CONSEGNA:
Cambia "night sky" in "evening sky" in tutte le righe seguenti, lasciando invariato il resto. Riportale per favore senza le immagini.

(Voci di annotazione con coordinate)
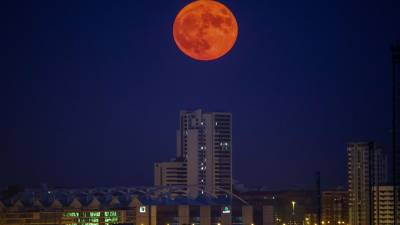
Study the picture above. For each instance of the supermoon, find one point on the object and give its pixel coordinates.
(205, 30)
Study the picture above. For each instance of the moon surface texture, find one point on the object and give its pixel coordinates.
(205, 30)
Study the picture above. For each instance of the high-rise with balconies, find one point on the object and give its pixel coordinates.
(367, 167)
(204, 145)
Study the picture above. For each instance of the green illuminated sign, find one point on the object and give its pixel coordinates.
(92, 218)
(226, 210)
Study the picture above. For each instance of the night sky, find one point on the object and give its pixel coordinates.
(92, 89)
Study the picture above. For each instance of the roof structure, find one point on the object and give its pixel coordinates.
(100, 198)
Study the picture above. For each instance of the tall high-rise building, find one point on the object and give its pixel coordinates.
(396, 130)
(335, 207)
(204, 145)
(383, 202)
(367, 167)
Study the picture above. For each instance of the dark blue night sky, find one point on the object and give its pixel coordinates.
(92, 89)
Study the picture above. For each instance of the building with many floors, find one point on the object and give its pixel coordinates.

RISULTATO:
Study the picture above. For each instance of the supermoon, find one point on the object and give its pixel coordinates.
(205, 30)
Study the picture above. For each instance of the moon surface texture, find one point on the object and give its pixel coordinates.
(205, 30)
Study the picture above. For each instance of the high-rise with balconies, find one point on the object and give its pixel coordinates.
(367, 167)
(204, 145)
Study the picture above. For each instance of the green illuminated sign, find one point on the object and give its pixel coordinates.
(92, 218)
(226, 210)
Study the picture above. For each instance of the evening sky, find one point on the object and give its pixel coordinates.
(92, 89)
Study the picture above. For each instance of the roof structure, find one point on the object and give its pixel coordinates.
(100, 198)
Study the picture above. For each instance of the tall high-rise building, find one point on the object and give its pixel coordinates.
(396, 130)
(335, 207)
(204, 145)
(383, 202)
(367, 167)
Study the picture above. For each instance of the dark blue evening sky, find one point on the object and give its pixel coordinates.
(92, 89)
Study the picture above. For each instance of the building with many floors, find one point on the object and give its pixel coordinates.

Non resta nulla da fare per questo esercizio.